Stored records:

════════════════

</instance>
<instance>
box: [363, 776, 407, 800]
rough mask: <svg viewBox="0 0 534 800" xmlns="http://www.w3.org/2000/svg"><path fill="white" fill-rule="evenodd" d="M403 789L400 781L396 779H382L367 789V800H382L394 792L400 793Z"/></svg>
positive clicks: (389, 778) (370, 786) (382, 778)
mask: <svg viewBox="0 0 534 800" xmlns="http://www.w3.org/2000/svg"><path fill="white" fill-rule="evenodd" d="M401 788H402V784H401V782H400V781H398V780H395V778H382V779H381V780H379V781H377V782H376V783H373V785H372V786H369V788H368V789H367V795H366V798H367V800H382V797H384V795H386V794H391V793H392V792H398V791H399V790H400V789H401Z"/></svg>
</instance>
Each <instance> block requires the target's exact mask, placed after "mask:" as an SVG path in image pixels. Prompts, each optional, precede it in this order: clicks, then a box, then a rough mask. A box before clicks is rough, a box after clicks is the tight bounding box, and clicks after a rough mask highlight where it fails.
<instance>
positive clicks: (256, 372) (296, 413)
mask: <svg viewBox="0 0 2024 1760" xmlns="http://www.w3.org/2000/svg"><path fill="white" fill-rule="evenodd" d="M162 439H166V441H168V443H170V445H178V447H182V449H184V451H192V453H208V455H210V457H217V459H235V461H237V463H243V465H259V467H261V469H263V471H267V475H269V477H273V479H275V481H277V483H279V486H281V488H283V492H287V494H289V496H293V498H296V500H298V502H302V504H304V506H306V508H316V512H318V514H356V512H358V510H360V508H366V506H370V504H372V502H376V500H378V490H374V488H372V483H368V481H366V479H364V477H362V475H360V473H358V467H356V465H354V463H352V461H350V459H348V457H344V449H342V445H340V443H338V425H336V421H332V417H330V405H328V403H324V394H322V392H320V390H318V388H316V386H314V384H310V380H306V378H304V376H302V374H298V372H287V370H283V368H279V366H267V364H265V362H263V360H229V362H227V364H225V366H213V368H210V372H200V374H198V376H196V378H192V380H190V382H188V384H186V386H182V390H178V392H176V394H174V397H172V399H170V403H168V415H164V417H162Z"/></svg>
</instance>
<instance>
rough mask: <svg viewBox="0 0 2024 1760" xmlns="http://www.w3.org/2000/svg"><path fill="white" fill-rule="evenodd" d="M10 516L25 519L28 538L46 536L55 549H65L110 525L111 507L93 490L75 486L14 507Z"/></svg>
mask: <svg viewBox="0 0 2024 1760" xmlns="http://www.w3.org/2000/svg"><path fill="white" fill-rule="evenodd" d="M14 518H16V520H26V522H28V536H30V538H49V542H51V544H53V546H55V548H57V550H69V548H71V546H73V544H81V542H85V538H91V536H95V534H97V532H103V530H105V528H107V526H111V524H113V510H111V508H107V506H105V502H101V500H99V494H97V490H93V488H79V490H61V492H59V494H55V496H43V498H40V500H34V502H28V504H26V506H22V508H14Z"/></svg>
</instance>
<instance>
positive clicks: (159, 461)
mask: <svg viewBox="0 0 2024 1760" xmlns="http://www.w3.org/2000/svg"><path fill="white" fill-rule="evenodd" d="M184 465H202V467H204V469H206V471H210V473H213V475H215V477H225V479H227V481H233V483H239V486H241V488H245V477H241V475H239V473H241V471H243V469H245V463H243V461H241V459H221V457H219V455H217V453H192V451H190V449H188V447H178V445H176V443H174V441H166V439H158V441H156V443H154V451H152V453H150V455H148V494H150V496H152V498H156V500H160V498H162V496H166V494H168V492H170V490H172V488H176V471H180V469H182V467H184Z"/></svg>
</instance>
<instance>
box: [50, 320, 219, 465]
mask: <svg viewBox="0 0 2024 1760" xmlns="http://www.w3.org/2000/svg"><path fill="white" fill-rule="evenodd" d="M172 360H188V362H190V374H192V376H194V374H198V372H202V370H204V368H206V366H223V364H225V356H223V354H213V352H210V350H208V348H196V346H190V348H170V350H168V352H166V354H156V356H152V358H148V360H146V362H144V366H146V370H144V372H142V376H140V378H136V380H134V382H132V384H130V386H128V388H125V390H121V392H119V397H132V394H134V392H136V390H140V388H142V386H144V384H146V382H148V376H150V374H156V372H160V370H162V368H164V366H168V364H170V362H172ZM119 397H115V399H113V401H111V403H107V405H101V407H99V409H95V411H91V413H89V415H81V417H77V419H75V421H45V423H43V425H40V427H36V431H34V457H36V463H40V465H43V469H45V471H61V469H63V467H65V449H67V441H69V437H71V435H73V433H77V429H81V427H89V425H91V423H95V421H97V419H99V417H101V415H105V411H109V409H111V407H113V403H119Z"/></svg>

════════════════

The task>
Output each entry exactly as written, leaving none out.

Answer>
</instance>
<instance>
box: [363, 776, 407, 800]
rough mask: <svg viewBox="0 0 534 800" xmlns="http://www.w3.org/2000/svg"><path fill="white" fill-rule="evenodd" d="M403 789L400 781L396 779H382L367 789V800H382L394 792L400 793Z"/></svg>
positive clicks: (389, 778) (370, 786) (382, 778)
mask: <svg viewBox="0 0 534 800" xmlns="http://www.w3.org/2000/svg"><path fill="white" fill-rule="evenodd" d="M401 788H402V784H401V782H400V781H398V780H395V778H382V779H381V780H379V781H377V782H376V783H373V785H372V786H369V788H368V789H367V795H366V798H367V800H382V797H384V795H386V794H391V793H392V792H398V791H399V790H400V789H401Z"/></svg>
</instance>
Each <instance> block requires the target's exact mask, placed after "mask:" as an SVG path in image pixels. Prompts, each optional, precede it in this order: clicks, then a box, then a rough mask. A box before clicks is rough, a box after clicks is the tight bounding box, and clicks after a rough mask highlight where it fails.
<instance>
positive clicks: (256, 372) (296, 413)
mask: <svg viewBox="0 0 2024 1760" xmlns="http://www.w3.org/2000/svg"><path fill="white" fill-rule="evenodd" d="M162 439H166V441H168V443H170V445H178V447H182V449H184V451H192V453H208V455H210V457H217V459H235V461H237V463H243V465H259V467H261V469H263V471H267V475H269V477H273V479H275V481H277V483H279V486H281V488H283V492H287V494H289V496H293V498H296V500H298V502H302V504H304V506H306V508H316V512H318V514H356V512H358V510H360V508H366V506H370V504H372V502H376V500H378V490H374V488H372V483H368V481H366V479H364V477H362V475H360V473H358V467H356V465H354V463H352V461H350V459H348V457H344V449H342V445H340V443H338V425H336V421H332V417H330V405H328V403H324V394H322V392H320V390H318V388H316V386H314V384H310V380H306V378H304V376H302V374H298V372H287V370H283V368H279V366H267V364H265V362H263V360H229V362H227V364H225V366H213V368H210V372H200V374H198V376H196V378H192V380H190V382H188V384H186V386H182V390H178V392H176V394H174V397H172V399H170V403H168V415H164V417H162Z"/></svg>
</instance>
<instance>
rough mask: <svg viewBox="0 0 2024 1760" xmlns="http://www.w3.org/2000/svg"><path fill="white" fill-rule="evenodd" d="M10 516L25 519L28 538L46 536L55 549H65L110 525L111 507L93 490L75 486L14 507Z"/></svg>
mask: <svg viewBox="0 0 2024 1760" xmlns="http://www.w3.org/2000/svg"><path fill="white" fill-rule="evenodd" d="M14 518H16V520H26V522H28V536H30V538H49V542H51V544H53V546H55V548H57V550H69V548H71V546H73V544H81V542H85V538H91V536H95V534H97V532H103V530H105V528H107V526H111V524H113V510H111V508H107V506H105V502H101V500H99V494H97V490H93V488H79V490H61V492H59V494H55V496H43V498H40V500H34V502H28V504H26V506H22V508H14Z"/></svg>
</instance>
<instance>
positive clicks: (159, 461)
mask: <svg viewBox="0 0 2024 1760" xmlns="http://www.w3.org/2000/svg"><path fill="white" fill-rule="evenodd" d="M184 465H202V467H204V469H206V471H210V473H213V475H215V477H225V479H227V481H233V483H239V486H241V488H245V477H241V475H239V473H241V471H243V469H245V463H243V461H241V459H221V457H219V455H217V453H192V451H190V449H188V447H178V445H176V443H174V441H166V439H158V441H156V443H154V451H152V453H150V455H148V494H150V496H152V498H156V500H160V498H162V496H166V494H168V492H170V490H172V488H176V471H180V469H182V467H184Z"/></svg>
</instance>
<instance>
box: [50, 320, 219, 465]
mask: <svg viewBox="0 0 2024 1760" xmlns="http://www.w3.org/2000/svg"><path fill="white" fill-rule="evenodd" d="M172 360H188V362H190V374H192V376H194V374H198V372H202V370H204V368H206V366H223V364H225V356H223V354H213V352H210V350H208V348H196V346H190V348H170V350H168V352H166V354H156V356H152V358H148V360H146V362H144V366H146V370H144V372H142V376H140V378H136V380H134V382H132V384H130V386H128V388H125V390H121V392H119V397H132V394H134V392H136V390H140V388H142V386H144V384H146V382H148V376H150V374H156V372H160V370H162V368H164V366H168V364H170V362H172ZM119 397H115V399H113V401H111V403H107V405H101V407H99V409H95V411H91V413H89V415H81V417H77V419H75V421H45V423H43V425H40V427H36V431H34V457H36V463H40V465H43V469H45V471H61V469H63V467H65V449H67V441H69V437H71V435H73V433H77V429H81V427H89V425H91V423H95V421H97V419H99V417H101V415H105V411H109V409H111V407H113V403H119Z"/></svg>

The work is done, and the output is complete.